Dataset records:
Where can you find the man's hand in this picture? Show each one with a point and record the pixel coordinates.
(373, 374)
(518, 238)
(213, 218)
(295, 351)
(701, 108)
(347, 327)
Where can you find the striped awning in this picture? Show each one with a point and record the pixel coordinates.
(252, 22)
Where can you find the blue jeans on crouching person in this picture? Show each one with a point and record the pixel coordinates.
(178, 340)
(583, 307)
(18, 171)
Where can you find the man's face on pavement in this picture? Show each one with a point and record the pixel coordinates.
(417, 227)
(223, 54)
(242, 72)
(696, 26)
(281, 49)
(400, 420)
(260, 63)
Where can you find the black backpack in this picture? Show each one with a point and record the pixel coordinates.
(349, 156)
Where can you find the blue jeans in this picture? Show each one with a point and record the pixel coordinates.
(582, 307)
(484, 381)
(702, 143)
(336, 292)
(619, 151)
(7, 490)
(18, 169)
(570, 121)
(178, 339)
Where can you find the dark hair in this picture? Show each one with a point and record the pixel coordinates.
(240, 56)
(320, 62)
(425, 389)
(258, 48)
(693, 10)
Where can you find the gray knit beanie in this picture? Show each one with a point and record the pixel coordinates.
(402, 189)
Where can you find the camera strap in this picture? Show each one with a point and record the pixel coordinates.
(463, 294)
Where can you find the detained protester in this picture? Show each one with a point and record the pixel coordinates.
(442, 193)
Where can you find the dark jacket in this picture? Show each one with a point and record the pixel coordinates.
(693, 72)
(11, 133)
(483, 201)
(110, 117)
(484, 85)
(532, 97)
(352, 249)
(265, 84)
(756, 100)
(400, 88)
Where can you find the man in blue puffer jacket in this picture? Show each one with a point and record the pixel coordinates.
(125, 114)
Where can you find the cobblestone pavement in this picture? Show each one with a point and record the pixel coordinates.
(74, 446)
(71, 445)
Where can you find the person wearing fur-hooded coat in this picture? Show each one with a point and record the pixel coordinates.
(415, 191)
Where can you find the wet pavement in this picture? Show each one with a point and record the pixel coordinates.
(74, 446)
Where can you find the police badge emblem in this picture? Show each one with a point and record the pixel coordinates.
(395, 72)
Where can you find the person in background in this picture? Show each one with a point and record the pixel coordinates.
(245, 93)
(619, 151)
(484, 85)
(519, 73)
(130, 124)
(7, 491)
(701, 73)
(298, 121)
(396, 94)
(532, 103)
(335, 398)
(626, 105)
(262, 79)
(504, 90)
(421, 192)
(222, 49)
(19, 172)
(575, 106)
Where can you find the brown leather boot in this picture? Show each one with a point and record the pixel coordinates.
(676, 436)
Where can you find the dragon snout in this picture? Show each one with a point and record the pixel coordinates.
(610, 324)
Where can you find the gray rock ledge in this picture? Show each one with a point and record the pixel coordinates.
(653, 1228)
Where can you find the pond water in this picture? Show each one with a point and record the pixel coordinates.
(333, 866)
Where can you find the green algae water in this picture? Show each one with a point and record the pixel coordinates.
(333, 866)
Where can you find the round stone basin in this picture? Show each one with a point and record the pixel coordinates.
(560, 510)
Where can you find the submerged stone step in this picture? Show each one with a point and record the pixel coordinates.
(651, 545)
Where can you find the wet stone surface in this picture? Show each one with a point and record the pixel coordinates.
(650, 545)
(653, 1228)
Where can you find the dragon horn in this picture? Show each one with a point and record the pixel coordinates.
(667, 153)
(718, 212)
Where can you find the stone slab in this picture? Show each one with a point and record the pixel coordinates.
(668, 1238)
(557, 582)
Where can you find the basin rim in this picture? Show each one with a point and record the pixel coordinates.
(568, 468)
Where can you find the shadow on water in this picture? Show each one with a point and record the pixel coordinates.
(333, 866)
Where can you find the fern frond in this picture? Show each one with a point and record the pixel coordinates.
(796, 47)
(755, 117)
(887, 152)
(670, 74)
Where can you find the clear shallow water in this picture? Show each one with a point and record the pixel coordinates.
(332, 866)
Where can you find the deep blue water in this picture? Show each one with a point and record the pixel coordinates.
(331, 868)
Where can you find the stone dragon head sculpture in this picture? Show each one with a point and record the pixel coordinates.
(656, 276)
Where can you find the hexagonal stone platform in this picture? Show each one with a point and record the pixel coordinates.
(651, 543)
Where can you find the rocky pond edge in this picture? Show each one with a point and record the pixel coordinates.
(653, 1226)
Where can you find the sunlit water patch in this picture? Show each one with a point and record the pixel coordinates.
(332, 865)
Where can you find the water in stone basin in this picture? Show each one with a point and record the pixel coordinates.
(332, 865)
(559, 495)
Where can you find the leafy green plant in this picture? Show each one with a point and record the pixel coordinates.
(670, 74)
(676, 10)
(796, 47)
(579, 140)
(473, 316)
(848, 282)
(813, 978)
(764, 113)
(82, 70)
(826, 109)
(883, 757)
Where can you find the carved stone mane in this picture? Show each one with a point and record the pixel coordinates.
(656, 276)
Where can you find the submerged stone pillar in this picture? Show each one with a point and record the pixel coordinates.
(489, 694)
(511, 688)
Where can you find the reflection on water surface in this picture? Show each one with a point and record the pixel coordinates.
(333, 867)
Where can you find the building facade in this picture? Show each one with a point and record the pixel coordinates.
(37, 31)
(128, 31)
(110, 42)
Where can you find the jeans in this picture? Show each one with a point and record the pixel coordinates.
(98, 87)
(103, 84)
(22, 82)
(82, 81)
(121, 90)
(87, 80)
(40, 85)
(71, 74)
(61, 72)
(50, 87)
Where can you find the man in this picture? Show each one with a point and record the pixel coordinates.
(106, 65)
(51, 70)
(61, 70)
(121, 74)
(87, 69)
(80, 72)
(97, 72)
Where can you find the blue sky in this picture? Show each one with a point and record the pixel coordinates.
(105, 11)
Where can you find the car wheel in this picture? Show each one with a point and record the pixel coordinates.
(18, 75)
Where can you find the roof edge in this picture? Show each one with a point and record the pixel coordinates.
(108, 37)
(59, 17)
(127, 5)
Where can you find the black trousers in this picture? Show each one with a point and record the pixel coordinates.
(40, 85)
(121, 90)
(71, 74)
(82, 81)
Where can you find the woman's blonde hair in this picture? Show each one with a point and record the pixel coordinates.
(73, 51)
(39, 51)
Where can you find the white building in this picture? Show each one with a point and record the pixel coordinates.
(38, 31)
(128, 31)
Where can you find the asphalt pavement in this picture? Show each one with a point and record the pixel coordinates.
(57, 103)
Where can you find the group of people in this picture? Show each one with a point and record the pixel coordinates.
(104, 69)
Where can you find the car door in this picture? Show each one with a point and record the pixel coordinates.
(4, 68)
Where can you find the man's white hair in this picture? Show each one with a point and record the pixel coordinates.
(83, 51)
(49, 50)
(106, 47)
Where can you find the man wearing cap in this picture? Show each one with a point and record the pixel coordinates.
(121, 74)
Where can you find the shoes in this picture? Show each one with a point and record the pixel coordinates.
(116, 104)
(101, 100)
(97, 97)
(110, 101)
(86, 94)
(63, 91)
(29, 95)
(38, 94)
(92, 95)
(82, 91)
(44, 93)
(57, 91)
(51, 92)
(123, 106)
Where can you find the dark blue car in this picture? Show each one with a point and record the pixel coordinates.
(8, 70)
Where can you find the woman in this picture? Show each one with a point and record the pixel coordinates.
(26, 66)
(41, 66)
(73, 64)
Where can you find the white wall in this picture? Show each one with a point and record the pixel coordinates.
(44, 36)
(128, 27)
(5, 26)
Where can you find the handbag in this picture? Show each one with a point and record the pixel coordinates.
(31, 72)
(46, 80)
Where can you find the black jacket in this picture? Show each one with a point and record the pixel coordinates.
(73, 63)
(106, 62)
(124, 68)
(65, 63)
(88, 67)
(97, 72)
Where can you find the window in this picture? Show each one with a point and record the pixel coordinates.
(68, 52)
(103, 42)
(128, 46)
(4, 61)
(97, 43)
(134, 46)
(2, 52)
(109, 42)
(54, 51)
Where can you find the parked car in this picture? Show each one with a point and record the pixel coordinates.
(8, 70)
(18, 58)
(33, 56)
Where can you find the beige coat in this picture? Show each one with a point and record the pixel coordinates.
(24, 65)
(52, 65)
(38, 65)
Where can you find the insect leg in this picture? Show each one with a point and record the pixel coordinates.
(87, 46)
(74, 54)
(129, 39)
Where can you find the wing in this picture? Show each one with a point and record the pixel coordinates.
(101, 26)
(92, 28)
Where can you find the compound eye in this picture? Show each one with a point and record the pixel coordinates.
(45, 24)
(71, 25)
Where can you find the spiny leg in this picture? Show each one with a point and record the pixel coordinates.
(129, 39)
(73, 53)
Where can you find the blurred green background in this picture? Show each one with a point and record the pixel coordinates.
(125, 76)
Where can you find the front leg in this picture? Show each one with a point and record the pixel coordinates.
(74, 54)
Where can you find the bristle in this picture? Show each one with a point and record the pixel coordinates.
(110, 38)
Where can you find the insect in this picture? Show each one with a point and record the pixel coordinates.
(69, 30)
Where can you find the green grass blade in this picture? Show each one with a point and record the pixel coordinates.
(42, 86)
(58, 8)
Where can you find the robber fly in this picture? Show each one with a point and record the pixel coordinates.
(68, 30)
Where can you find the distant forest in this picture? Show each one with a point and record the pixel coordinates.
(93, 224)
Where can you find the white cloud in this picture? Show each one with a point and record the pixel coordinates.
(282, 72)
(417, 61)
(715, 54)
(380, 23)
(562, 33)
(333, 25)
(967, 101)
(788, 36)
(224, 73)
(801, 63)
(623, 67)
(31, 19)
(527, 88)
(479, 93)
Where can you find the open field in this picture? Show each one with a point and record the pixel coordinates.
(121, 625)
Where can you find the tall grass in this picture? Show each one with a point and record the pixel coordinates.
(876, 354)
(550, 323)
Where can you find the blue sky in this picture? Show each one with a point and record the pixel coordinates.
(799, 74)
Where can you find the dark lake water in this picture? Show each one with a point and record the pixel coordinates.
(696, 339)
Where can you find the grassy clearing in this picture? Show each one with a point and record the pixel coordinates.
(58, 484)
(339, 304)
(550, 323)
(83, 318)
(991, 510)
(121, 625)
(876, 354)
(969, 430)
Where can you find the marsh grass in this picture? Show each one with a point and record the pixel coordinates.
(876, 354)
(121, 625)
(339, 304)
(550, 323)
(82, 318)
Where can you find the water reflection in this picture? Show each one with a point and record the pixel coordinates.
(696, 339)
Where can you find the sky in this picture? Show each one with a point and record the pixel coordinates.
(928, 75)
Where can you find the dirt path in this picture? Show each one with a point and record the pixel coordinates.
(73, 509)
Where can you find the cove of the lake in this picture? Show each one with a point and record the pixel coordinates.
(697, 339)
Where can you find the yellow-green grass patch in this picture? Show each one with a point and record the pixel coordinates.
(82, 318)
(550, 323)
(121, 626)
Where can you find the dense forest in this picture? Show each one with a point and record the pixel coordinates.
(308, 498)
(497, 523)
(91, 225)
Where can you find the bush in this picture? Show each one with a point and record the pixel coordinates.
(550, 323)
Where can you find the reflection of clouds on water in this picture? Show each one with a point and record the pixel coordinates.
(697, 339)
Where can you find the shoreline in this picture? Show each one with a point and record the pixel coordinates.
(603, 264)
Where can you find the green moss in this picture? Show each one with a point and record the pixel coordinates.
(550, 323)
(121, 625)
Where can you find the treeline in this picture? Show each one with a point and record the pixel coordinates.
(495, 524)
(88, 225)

What you should do: Copy out exactly the lines from the line with "Where can you find the yellow-green" to the end of the listing, including both of those lines, and give nothing else.

Solution for this exercise:
Where can you find the yellow-green grass patch in this picture? Show each one with a point and record the pixel coordinates.
(82, 318)
(550, 323)
(121, 626)
Where can you find the dense forest in this picture? Show each one with a point and record the pixel coordinates.
(308, 498)
(497, 523)
(91, 225)
Where can you find the bush in this picture? Show each one with a point and record the pixel coordinates.
(550, 323)
Where can you find the reflection of clouds on water in this picture? Show each one with a point and record the pixel coordinates.
(697, 339)
Where can you find the shoreline in this picture? Show each one with a point and record the pixel coordinates.
(603, 264)
Where can you find the green moss in this picture? Show each one with a point and record the pixel coordinates.
(550, 323)
(121, 625)
Where can you find the treeline in this picture? Show each one with a point and record the pixel coordinates.
(495, 524)
(88, 225)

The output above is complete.